> 今回の課題:
[1] 桐蔭学園の紹介文によると、1・2年生の朝のホームルームで毎日行われている取り組みは何ですか。
[2] 桐蔭学園の紹介文から、「5年目を迎える共学中等教育学校 〜6年間のロードマップ〜」から「プについてお話を伺いました。」までを一字一句変えずに抜き出してください。
[3] 桐蔭学園の紹介文の続きを書いてください。最後の文のすぐあとから始めてください。

> 本文:
....................

5年目を迎える共学中等教育学校 〜6年間のロードマップ〜
桐蔭学園中等教育学校 2024
5年前に男女共学となり、新たなスタートを切った桐蔭学園中等教育学校。
生徒が主体的に、自らの足で目標に向かって歩みを進められるように作られた「6年間のロードマップ」に基づき、
これからの社会を生き抜くための資質・能力を養う教育活動が実践されています。
「傾聴と承認」で互いを認め、共に学びあう仲間となる
桐蔭学園中等教育学校(以下、桐蔭学園)は、男女共学の新たな進学校として生まれ変わり5年目を迎えています。今回は、学び支援主任の一蝶(いっちょう)亮先生に、桐蔭学園の6年間のロードマップについてお話を伺いました。
「本校が育てたいのは、『社会的に生きる主体として自ら考え判断し行動できる資質・能力』です。単に難関大学をめざし、大学受験を突破してほしいということだけでなく、生徒たちが将来、自分の足で歩き、生きていける力を育てることを念頭に、6年間のロードマップを作成しました」と一蝶先生は話されます。
桐蔭学園では、6年間を2年ずつ3期に分け、2年ごとのホームルーム替えを行っています。1・2年生はゆっくりと基礎力を養成する時期です。例えば、朝のホームルームで毎日1人ずつ「1分間スピーチ」を実施しています。相手の話にしっかり耳を傾け、聴いたあとは相手に拍手を送る「傾聴と承認」を実践。次第に生徒たちは互いを認めあい、学校全体がともに学びあう仲間だと感じられるようになっていきます。
3・4年生は広い視野をもち、多角的な視点を身につける展開期です。3年次の探究の授業では「15歳のグローバルチャレンジ」として、模擬国連の活動を導入。世界が抱える諸問題の解決に全員で挑戦し、視野を世界へと拡げていきます。

....................

> 保存済みの項目:

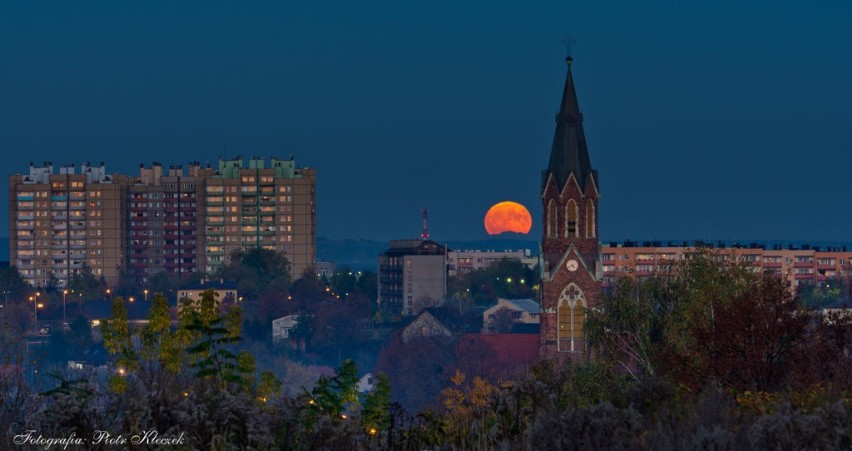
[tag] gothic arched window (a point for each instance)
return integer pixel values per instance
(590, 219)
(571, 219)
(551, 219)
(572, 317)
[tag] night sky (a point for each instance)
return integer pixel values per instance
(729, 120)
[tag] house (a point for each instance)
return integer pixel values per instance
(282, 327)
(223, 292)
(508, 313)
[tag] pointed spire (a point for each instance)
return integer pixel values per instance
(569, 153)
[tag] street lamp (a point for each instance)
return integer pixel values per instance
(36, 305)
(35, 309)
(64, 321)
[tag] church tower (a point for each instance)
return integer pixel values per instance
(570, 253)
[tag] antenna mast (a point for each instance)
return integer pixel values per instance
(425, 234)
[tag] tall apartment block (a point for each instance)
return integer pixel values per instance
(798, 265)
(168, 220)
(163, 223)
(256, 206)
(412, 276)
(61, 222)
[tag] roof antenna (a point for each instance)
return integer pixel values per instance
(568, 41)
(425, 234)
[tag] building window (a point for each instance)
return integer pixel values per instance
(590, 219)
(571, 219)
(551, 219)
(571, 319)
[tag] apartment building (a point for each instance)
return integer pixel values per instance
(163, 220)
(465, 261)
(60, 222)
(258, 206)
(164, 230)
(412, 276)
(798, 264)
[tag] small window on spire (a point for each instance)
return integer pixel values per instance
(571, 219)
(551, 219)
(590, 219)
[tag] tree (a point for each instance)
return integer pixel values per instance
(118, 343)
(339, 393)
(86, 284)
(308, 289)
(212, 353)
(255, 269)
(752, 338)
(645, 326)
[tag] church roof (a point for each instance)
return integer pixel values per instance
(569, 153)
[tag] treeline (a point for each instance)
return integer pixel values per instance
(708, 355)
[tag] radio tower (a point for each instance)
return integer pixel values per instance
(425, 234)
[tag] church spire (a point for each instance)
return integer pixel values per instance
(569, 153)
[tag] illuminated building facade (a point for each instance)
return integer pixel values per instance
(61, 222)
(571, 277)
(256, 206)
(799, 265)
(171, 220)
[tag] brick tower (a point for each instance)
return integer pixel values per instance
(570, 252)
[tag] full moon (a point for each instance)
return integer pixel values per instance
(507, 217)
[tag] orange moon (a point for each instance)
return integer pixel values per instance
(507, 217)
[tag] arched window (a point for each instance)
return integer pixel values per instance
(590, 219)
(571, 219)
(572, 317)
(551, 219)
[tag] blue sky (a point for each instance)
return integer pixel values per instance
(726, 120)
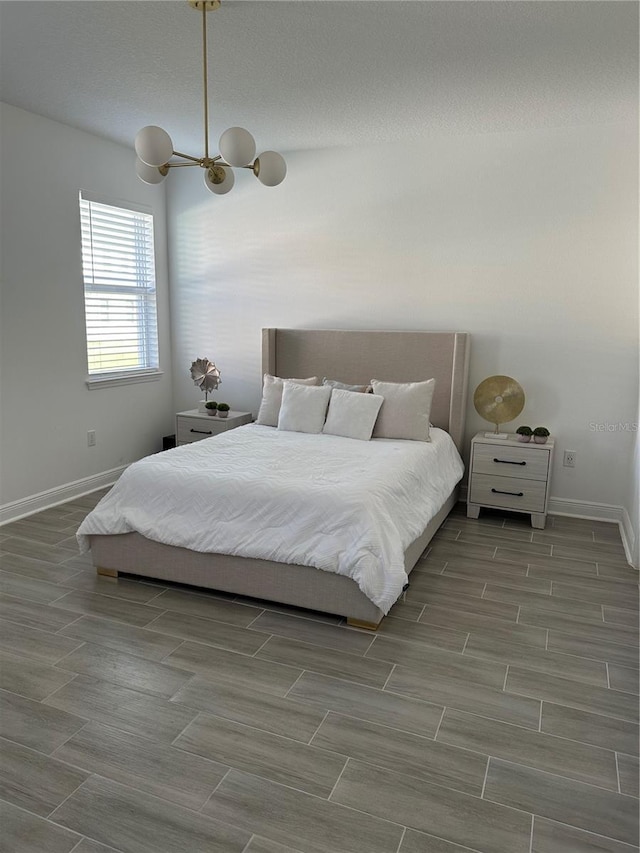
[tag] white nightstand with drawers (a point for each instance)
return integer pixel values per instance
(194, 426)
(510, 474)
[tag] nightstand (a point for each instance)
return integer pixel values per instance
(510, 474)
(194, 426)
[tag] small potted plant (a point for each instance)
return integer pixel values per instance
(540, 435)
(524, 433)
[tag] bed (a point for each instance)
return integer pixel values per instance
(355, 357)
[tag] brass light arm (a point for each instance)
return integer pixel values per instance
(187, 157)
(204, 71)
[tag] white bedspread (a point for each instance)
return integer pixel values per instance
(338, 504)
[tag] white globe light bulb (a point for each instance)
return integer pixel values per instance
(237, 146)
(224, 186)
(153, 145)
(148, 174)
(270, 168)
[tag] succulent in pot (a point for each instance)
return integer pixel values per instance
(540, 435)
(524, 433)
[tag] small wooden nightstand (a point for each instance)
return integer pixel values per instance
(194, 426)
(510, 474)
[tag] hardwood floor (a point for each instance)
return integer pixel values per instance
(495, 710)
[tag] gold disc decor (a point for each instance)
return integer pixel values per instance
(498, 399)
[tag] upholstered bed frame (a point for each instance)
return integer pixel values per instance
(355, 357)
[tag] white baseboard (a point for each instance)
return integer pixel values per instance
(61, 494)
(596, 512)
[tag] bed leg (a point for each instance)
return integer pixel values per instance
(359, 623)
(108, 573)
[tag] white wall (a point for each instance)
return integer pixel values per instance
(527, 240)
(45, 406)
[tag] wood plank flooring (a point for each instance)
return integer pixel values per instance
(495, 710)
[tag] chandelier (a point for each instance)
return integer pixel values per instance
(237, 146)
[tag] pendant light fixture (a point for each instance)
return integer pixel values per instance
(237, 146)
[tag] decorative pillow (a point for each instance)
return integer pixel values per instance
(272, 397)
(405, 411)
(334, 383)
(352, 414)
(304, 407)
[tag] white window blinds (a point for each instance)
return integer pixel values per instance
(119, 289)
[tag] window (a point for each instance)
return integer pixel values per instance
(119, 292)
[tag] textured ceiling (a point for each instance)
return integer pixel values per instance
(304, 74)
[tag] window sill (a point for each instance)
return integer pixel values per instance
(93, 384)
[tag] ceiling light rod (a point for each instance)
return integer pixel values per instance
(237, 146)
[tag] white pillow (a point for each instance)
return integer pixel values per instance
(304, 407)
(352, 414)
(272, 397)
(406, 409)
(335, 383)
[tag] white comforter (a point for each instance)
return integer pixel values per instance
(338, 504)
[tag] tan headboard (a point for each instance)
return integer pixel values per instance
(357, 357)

....................

> 解答:
[1] 毎日1人ずつ行う「1分間スピーチ」です。

[2]
5年目を迎える共学中等教育学校 〜6年間のロードマップ〜
桐蔭学園中等教育学校 2024
5年前に男女共学となり、新たなスタートを切った桐蔭学園中等教育学校。
生徒が主体的に、自らの足で目標に向かって歩みを進められるように作られた「6年間のロードマップ」に基づき、
これからの社会を生き抜くための資質・能力を養う教育活動が実践されています。
「傾聴と承認」で互いを認め、共に学びあう仲間となる
桐蔭学園中等教育学校(以下、桐蔭学園)は、男女共学の新たな進学校として生まれ変わり5年目を迎えています。今回は、学び支援主任の一蝶(いっちょう)亮先生に、桐蔭学園の6年間のロードマップについてお話を伺いました。

[3]
4年次には「16歳のサイエンスチャレンジ」という、情報の整理・分析に特化したデータサイエンス演習に取り組みます。そこで得た深い学びを自分の将来を考えるきっかけにして、文系・理系別授業が始まる5年生からは本格的に大学受験に向かっていくという流れになっています。
「男女別学から共学の中等教育学校に変わって5年目になりましたが、1分間スピーチにしても、探究の授業にしても、最初の頃は『先生に言われたからやっている』という生徒たちも、4年生になる頃には、その積み重ねが自分たちの力になり、成長していることに気づき始めます」と一蝶先生。
また、「それに気づく頃には、社会に出て生きていくための土台となる力が自然と身についていますから、あとはそれぞれの個性に応じた自律的な受験学習を、我々教員はサポートするだけです。もちろんそれまでの過程でつまずいたりすることなく自己肯定感を育めるように、どの教員も生徒とコミュニケーションをとり、信頼関係を築くように配慮しています。
私も生徒たちとよく話をしますし、教員と生徒の距離が近いのも、本校の特長かもしれませんね。生徒たちの声に耳を傾け、どんな声も受け止めてくれる他者がいるという環境づくりを大切にしています」と嬉しそうに一蝶先生は話されます。
男女共学の中等教育学校としての5年目もなかばを迎え、集大成へのチャレンジを進める桐蔭学園です。
学校生活で得たものは?
共学化後の“1期生” である5 年生のお2 人に、これまでの学校生活を振り返って&今後の目標についてお話を伺いました。
『大学訪問をきっかけに進路について具体的に考えらるようになった』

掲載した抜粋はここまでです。